---------- Source ----------
Key Takeaways
- Data storage and access at the edge deliver massive performance gains by reducing location-sensitive latency.
- Storing and managing relational data at the edge carries a unique set of challenges dictated by timeless CAP constraints and highly variable load conditions, requiring careful tradeoffs.
- Cloudflare operates a distributed cross-region database architecture, distributing PostgreSQL across multiple regions for resilience and quick failovers.
- Replication lag poses a significant challenge. Especially for distributed replicated systems, architecting for degraded states is much harder than for failure states.
- Embedded at the edge and colocation of storage and compute is the future of relational data.
This is a summary of a talk we gave at QCon San Francisco in October 2023 where we discussed the high availability setup and considered the tradeoffs that Cloudflare had to make around each part of the system. We will explore some of the performance challenges that Cloudflare faced when bringing the database infrastructure closer than ever to the edge and dive deep into the solutions that have been implemented.
----------
## Goal
Write the next part of the summary above on Cloudflare's distributed PostgreSQL at the edge, picking up after its final sentence.
---------- Provided records ----------
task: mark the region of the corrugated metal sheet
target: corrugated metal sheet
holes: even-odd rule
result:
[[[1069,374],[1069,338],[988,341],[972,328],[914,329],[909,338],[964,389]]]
----------
## Exercise result
What is Edge?
The edge, in the context of distributed systems, refers to services located geographically close to clients. This includes tasks like DNS resolution, content delivery, and IP firewalling. Traditionally, centralized data centers hosted services like relational databases, which were farther from clients. Proximity to clients defines the metric, reducing network latency and costs by serving requests nearer to the client's location.
The Control Plane
Cloudflare safeguards over 27 million internet properties, managing 46 million HTTP requests per second on average. The network spans 250 global Points of Presence locations, handling over 55 million row operations per second at peak on the busiest PostgreSQL cluster, with over 50 terabytes of data across all clusters.
Cloudflare's control plane orchestrates numerous microservices, powering the dashboard. It manages rules and configurations for crucial network services along the data path. The database clusters store data for each customer such as DNS record changes, firewall rules, DDoS mitigation, API gateway routes, and internal service information like billing entitlements and user authentication. Application teams often leverage PostgreSQL for unique purposes, using stored procedures for executing business logic with transactional consistency. PostgreSQL is also utilized as an outbox queue, capturing domain events such as generated DDoS rules from traffic analysis in a centralized data center.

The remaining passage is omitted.